**WHAT TO PRODUCE**.
Revise the listing below by putting "contour" wherever "outline" appears, changing nothing else, and leave the pictures out of your version.

**INPUT DATA**.
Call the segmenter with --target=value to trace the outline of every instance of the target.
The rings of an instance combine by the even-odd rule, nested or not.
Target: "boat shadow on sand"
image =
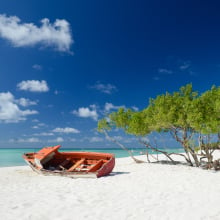
[[[117,176],[117,175],[123,175],[123,174],[130,174],[130,172],[111,172],[111,173],[108,174],[107,176],[103,176],[103,177]],[[102,178],[103,178],[103,177],[102,177]]]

**OUTPUT OF THE TASK**.
Call the segmenter with --target=value to trace the contour of every instance of the target.
The rings of an instance combine by the even-odd rule, nested or not.
Target: "boat shadow on sand"
image =
[[[117,176],[117,175],[123,175],[123,174],[130,174],[130,172],[111,172],[111,173],[108,174],[107,176],[103,176],[103,177]],[[102,178],[103,178],[103,177],[102,177]]]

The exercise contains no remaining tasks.